▸ Work to complete
(1) Please condense the paragraph of the internship reflection that begins "Much of the work that I did" into a bulleted list that keeps its main facts.
(2) In the internship reflection, what topic did the writer choose for the required presentation?
(3) Duplicate a passage of the internship reflection word for word. Begin at the words "Along with the" and stop after "about the information.".
[[ Source document open ]]
This summer my internship provided me with incredible opportunities that allowed me to learn more extensively about public defense work, the death penalty, and America’s criminal justice system in general. While it is easy to recognize how much the CDO has given me, it is also important to reflect on the personal contributions that I have made to the office.
Much of the work that I did was gathering mitigating evidence that could be presented to a judge or jury in order to provide context to a crime/ our client’s role in a crime. This meant I combed through hospital records, school records, legal records, Instagram direct messages, and anything else that I could find relating to a client. When looking through these records, I would record and organize important or useful information and make it accessible to the office so that it could be used when writing briefs or presenting the case. Oftentimes, these records shed light on a client’s mental health issues, past abuse, etc. I made sure that my supervisor became aware of any of the information I found that could help convince a jury that our client does not deserve to be sentenced to death.
Along with the records review that I completed during my internship, each intern was required to work on a presentation on a topic of their choice that could be helpful to the office. I chose to research and present on the topic of social dangerousness (a criteria that must be proved in order for a jury to impose a death sentence) and how it negatively affects the mentally ill in our criminal justice system. I hoped to provide insight to the office on the history of social dangerousness in death penalty litigation and ways to keep an eye out for its negative effects when a client has a mental illness. The attorneys and mitigation specialists were able to comment on and ask questions about the topic after I presented, which spurred interesting conversations and opinions about the information.
[[ Source document closed ]]
[[ Exercise data open ]]
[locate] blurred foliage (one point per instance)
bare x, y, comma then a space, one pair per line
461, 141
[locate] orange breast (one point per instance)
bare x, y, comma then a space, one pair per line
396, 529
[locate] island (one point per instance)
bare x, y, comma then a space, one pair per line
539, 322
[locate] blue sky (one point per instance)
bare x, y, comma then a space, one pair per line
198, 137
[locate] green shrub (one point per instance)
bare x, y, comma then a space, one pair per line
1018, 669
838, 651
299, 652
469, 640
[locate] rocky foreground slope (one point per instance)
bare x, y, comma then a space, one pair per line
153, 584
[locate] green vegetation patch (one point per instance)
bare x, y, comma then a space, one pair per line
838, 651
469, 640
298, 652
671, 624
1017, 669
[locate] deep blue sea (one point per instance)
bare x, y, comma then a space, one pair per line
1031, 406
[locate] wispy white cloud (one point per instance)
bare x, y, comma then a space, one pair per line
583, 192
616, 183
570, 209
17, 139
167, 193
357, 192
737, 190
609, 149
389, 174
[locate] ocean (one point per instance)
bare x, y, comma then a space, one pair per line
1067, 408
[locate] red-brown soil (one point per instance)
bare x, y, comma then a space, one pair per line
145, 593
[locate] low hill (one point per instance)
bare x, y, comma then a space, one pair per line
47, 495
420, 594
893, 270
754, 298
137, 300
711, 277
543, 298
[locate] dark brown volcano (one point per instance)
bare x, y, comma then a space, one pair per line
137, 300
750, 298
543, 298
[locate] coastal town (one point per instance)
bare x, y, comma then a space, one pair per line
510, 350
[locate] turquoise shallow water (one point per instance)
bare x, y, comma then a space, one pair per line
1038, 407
[[ Exercise data closed ]]
[[ Exercise data open ]]
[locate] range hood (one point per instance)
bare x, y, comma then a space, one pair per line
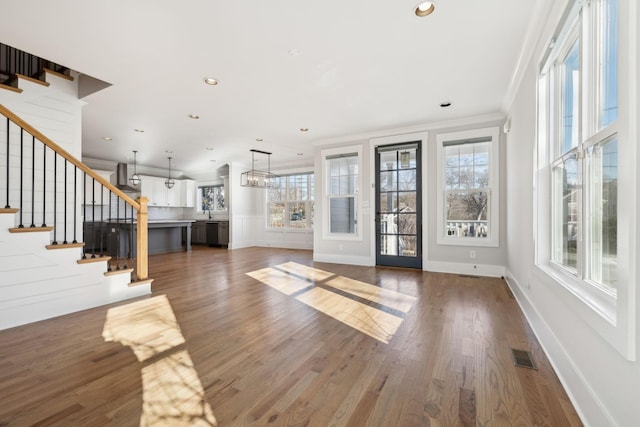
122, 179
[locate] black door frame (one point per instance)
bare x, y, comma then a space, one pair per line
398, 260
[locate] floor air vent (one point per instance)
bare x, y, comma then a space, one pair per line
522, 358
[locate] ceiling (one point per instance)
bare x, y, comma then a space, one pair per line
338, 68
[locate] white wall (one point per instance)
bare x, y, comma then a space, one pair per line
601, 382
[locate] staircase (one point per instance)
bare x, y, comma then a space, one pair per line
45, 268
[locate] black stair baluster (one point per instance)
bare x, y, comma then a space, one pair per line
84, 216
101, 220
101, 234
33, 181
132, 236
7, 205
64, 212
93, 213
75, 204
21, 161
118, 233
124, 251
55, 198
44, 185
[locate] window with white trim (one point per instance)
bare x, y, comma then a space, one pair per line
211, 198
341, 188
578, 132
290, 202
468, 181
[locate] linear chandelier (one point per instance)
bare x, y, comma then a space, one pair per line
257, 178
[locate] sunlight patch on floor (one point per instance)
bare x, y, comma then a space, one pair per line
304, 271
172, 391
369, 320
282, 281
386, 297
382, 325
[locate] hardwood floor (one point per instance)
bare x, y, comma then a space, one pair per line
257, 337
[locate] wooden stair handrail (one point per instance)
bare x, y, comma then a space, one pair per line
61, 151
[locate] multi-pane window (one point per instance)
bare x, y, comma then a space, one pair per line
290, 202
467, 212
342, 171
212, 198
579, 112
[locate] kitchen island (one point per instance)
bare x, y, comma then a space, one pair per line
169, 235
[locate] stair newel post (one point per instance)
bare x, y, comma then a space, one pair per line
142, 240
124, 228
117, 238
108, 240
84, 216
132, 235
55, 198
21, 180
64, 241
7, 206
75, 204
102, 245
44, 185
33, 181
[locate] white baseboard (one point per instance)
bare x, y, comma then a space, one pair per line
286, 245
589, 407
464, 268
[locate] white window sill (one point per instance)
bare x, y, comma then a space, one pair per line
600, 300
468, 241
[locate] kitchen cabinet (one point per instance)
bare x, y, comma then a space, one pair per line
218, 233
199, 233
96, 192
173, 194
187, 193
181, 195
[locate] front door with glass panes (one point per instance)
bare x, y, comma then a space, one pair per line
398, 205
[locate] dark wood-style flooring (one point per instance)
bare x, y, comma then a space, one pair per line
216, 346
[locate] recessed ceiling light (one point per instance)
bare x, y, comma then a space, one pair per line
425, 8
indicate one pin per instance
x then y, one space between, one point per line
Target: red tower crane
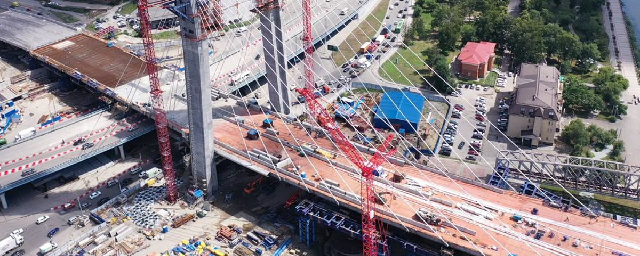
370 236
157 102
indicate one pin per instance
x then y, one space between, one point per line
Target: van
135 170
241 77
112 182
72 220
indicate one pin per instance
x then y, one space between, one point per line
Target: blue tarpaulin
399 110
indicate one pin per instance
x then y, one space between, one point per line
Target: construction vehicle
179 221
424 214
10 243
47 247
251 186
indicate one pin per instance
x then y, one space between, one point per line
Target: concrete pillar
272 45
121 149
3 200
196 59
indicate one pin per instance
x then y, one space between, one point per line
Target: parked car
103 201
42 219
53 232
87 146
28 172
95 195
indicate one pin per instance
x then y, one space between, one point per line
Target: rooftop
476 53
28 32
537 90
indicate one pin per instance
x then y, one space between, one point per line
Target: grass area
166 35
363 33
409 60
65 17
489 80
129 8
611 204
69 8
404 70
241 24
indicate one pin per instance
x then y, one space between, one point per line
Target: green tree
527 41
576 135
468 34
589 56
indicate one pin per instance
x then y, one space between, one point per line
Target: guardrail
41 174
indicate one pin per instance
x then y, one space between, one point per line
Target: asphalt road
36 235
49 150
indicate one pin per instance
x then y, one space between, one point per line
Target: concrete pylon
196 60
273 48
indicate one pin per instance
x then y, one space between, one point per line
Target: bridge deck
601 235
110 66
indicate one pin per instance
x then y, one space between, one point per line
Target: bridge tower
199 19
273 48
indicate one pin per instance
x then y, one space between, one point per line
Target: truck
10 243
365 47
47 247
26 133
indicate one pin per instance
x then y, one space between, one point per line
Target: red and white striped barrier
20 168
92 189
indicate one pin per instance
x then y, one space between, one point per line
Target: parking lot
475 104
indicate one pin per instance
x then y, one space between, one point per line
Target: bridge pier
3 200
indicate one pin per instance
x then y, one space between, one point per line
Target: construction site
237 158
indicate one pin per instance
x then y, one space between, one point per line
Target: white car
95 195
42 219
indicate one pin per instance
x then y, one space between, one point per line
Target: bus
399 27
[[ Exercise data closed ]]
[[ Exercise data open ]]
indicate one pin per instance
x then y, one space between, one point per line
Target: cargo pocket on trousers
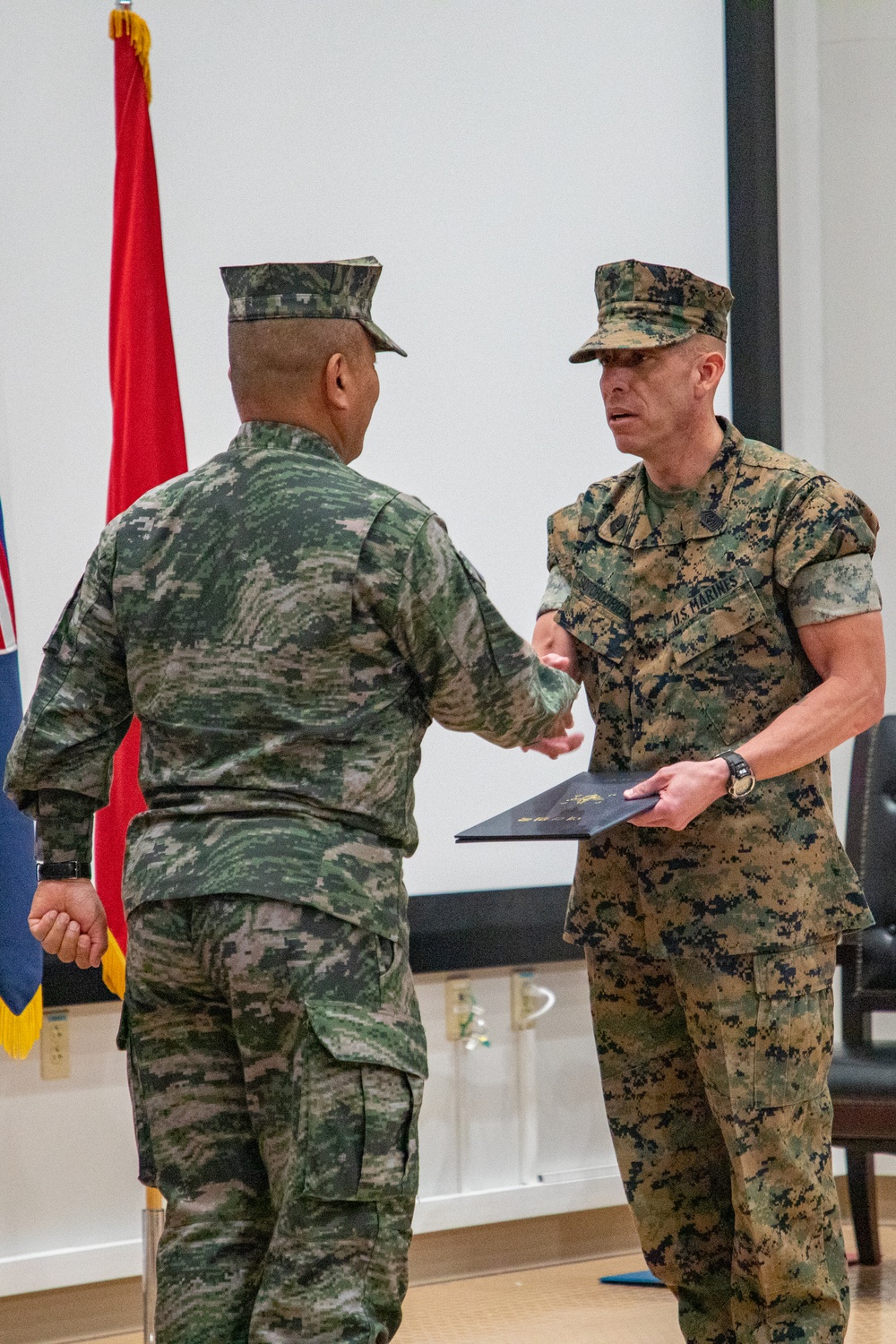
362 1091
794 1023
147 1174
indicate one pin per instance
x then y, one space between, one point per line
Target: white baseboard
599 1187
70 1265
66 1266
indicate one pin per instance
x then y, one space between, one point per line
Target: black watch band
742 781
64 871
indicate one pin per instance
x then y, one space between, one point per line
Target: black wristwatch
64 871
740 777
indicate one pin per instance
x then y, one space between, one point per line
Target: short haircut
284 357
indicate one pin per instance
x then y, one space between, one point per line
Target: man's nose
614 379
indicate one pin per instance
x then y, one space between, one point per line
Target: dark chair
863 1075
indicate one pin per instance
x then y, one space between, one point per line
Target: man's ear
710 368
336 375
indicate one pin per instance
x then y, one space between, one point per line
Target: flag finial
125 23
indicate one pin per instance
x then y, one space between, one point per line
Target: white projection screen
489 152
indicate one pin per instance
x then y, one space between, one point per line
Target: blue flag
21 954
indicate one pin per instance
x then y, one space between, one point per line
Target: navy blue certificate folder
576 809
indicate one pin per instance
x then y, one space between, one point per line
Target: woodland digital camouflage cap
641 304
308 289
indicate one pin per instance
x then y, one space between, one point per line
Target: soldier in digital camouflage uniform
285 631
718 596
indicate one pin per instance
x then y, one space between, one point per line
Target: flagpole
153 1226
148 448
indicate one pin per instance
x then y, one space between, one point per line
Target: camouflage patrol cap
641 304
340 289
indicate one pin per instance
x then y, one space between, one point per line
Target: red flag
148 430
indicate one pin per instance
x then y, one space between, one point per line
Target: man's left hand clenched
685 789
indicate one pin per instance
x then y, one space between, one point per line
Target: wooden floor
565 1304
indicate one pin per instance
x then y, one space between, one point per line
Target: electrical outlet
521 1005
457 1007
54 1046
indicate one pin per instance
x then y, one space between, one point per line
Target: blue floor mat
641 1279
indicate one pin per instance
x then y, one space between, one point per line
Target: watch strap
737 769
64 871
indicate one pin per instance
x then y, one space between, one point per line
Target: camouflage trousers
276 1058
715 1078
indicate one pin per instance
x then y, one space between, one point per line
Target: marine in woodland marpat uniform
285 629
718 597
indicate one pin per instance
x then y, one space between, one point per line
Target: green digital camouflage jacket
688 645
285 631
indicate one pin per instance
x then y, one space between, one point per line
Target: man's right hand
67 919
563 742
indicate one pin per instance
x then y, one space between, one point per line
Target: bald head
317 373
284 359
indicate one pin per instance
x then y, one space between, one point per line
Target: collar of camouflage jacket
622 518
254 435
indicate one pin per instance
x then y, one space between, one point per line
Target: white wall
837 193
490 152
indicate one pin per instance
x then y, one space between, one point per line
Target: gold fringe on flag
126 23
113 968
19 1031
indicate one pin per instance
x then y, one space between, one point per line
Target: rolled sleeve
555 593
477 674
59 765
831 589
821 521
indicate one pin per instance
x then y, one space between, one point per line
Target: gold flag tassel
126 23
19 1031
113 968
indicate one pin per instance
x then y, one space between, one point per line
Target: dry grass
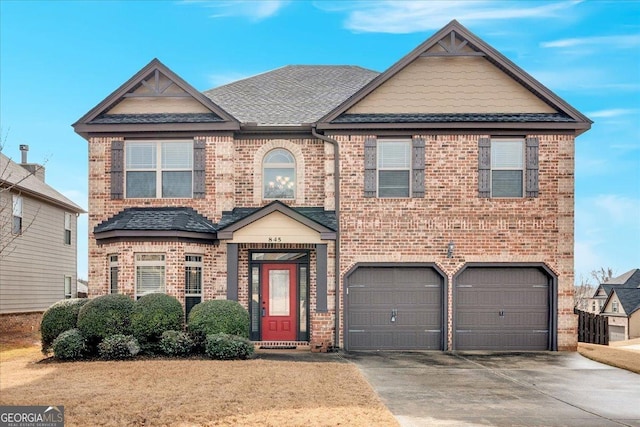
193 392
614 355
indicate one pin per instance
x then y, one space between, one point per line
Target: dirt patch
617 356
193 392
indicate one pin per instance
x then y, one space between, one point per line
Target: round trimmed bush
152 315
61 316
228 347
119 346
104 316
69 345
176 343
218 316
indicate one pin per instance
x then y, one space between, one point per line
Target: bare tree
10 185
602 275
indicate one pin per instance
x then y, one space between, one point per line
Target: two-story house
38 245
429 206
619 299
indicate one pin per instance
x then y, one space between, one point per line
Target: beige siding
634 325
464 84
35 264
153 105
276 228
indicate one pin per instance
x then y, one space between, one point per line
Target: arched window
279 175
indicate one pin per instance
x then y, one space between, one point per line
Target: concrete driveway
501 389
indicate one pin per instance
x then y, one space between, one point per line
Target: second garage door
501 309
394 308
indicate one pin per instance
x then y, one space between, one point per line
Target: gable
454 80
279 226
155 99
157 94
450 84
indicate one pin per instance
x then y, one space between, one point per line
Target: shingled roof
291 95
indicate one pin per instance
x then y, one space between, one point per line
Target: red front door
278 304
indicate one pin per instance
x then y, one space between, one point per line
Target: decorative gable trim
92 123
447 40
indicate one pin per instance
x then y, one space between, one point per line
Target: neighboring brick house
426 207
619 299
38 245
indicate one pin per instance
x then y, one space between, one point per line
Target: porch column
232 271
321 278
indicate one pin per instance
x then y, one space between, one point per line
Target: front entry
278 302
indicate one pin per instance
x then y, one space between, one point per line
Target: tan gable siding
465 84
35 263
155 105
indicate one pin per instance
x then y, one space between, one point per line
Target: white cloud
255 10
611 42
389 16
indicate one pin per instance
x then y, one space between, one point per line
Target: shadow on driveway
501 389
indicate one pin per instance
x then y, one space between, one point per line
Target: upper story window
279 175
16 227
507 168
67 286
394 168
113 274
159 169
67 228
[[ Exercise data closed ]]
▸ Answer list
(1)
- Gathered mitigating evidence to give a judge or jury context on a crime or the client's role in it
- Combed through hospital, school, and legal records, Instagram direct messages, and anything else related to a client
- Recorded and organized important or useful information and made it accessible to the office for writing briefs or presenting the case
- Found that the records often revealed a client's mental health issues or past abuse
- Made sure the supervisor learned of any findings that could help convince a jury the client does not deserve a death sentence

(2) Social dangerousness and how it negatively affects the mentally ill in the criminal justice system.

(3)
Along with the records review that I completed during my internship, each intern was required to work on a presentation on a topic of their choice that could be helpful to the office. I chose to research and present on the topic of social dangerousness (a criteria that must be proved in order for a jury to impose a death sentence) and how it negatively affects the mentally ill in our criminal justice system. I hoped to provide insight to the office on the history of social dangerousness in death penalty litigation and ways to keep an eye out for its negative effects when a client has a mental illness. The attorneys and mitigation specialists were able to comment on and ask questions about the topic after I presented, which spurred interesting conversations and opinions about the information.